Textausschnitt =
Ökologie am Straßenrand: Wie mähen wir richtig?

 

Jeder hat es inzwischen gehört oder gelesen: Unsere Insektenwelt leidet stark, die Zahl der Insekten geht dramatisch zurück. Dafür gibt es viele Gründe: Die Landwirtschaft wurde stark intensiviert, Monokulturen wie Mais nehmen riesige Flächen ein, der Einsatz von Herbiziden hat die Wildblumenvielfalt drastisch reduziert, Brachflächen gibt es kaum noch.

Dadurch ist der Wert der noch vorhandenen „Restflächen“, wie etwa Straßen- und Wegeränder, deutlich gestiegen. In vielen Bereichen ist das „Straßenbegleitgrün“ der letzte Rest von halbwegs funktionierender Ökologie inmitten ausgeräumter Landschaft.

Hier aber wird zu viel und oft falsch gepflegt und gemäht!

Beispiel: Schwalbenschwanz

 

Vor Jahrzehnten war der Schwalbenschwanz ein Schmetterling, den jedes Kind kannte. Oft fand man seine Raupe an Karottenpflanzen im eigenen Garten, sah im Spätsommer oft mehrere Falter am Sommerflieder.

Der Schwalbenschwanz schlüpft im Frühjahr, die erste Generation des Jahres legt ihre Eier in der Regel an Wilder Möhre (oder eben an der Karotte) ab. Wenn sich die Raupe entwickelt hat, verpuppt sie sich. Das macht sie eigentlich ganz trickreich: Sie klettert auf einen etwas höheren Pflanzenstiel, spinnt mit einem Seidenfaden einen Gürtel und hängt dann für einige Wochen etwa einen Meter über dem Boden. So ist sie davor geschützt, etwa von Mäusen gefressen zu werden, oder am Boden zu verfaulen.

Bis der Mähbalken kommt! Werden die Pflanzenstiele, an denen die Schwalbenschwanzpuppe hängt, zu früh abgemäht, so landet die Puppe am Boden, wo sie gefressen wird oder verfault. Besonders hoch ist das Risiko für die zweite Faltergeneration des Jahres: Im Hochsommer legen die Schwalbenschwänze ihre Eier am wilden Pastinak ab, der im Juli/August straff aufrecht an vielen Straßenrändern steht. Sie haben nur eine Chance, wenn die Pflanzenstiele bis mindestens März stehen bleiben, so dass dann die nächste Faltergeneration schlüpfen kann. Eine Mahd zu viel, und der Schwalbenschwanz ist Geschichte!

Einträge zur Konturbeschriftung:
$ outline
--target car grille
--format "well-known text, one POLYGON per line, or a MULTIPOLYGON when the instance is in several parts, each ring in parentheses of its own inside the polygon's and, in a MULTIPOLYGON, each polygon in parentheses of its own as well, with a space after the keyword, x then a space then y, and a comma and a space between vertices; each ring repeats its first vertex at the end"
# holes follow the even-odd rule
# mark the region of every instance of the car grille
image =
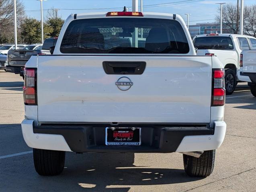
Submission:
POLYGON ((6 60, 0 61, 0 65, 1 65, 2 67, 4 67, 5 62, 6 62, 6 60))

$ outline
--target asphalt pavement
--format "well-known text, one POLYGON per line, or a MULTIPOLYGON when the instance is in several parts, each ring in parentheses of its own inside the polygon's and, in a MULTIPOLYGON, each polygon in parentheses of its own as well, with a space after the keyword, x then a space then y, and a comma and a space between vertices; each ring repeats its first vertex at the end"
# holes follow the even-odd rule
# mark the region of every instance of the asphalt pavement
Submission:
POLYGON ((63 172, 42 176, 23 140, 21 77, 0 70, 0 191, 256 191, 256 98, 245 83, 227 96, 224 142, 212 174, 185 173, 182 154, 66 154, 63 172))

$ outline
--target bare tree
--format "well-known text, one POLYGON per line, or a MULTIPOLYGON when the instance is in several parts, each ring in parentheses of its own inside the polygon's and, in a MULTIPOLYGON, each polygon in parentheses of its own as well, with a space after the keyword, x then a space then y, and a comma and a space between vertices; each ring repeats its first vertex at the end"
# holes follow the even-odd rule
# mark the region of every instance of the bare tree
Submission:
MULTIPOLYGON (((218 12, 220 14, 220 8, 218 8, 218 12)), ((220 16, 216 16, 215 20, 218 23, 220 22, 220 16)), ((231 32, 235 34, 238 33, 240 27, 240 15, 237 12, 237 8, 233 4, 226 4, 222 10, 222 22, 223 24, 228 26, 231 32)))
POLYGON ((246 6, 244 31, 246 34, 256 37, 256 5, 246 6))
MULTIPOLYGON (((240 10, 236 5, 238 4, 226 4, 223 6, 222 12, 223 24, 227 26, 231 32, 234 34, 238 33, 240 27, 240 10)), ((219 8, 218 12, 220 13, 219 8)), ((220 18, 219 15, 215 17, 218 23, 220 22, 220 18)), ((245 34, 256 36, 256 5, 244 7, 243 30, 245 34)))
MULTIPOLYGON (((24 7, 20 0, 16 0, 18 27, 25 17, 24 7)), ((13 42, 14 36, 14 8, 12 0, 0 0, 0 43, 13 42)), ((22 40, 18 29, 18 41, 22 40)))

Arbeitsanweisungen =
A - Gib den Teil des Textausschnitts über das Mähen am Straßenrand wortgetreu wieder, angefangen bei „Dadurch ist der“ und fortlaufend bis einschließlich „Falter am Sommerflieder.“.
B - An welcher Pflanze legt laut dem Textausschnitt über das Mähen am Straßenrand die zweite Faltergeneration des Schwalbenschwanzes im Hochsommer ihre Eier ab?
Stütze dich allein auf den Textausschnitt.

Antworten =
A -
Dadurch ist der Wert der noch vorhandenen „Restflächen“, wie etwa Straßen- und Wegeränder, deutlich gestiegen. In vielen Bereichen ist das „Straßenbegleitgrün“ der letzte Rest von halbwegs funktionierender Ökologie inmitten ausgeräumter Landschaft.

Hier aber wird zu viel und oft falsch gepflegt und gemäht!

Beispiel: Schwalbenschwanz

 

Vor Jahrzehnten war der Schwalbenschwanz ein Schmetterling, den jedes Kind kannte. Oft fand man seine Raupe an Karottenpflanzen im eigenen Garten, sah im Spätsommer oft mehrere Falter am Sommerflieder.

B - Am wilden Pastinak.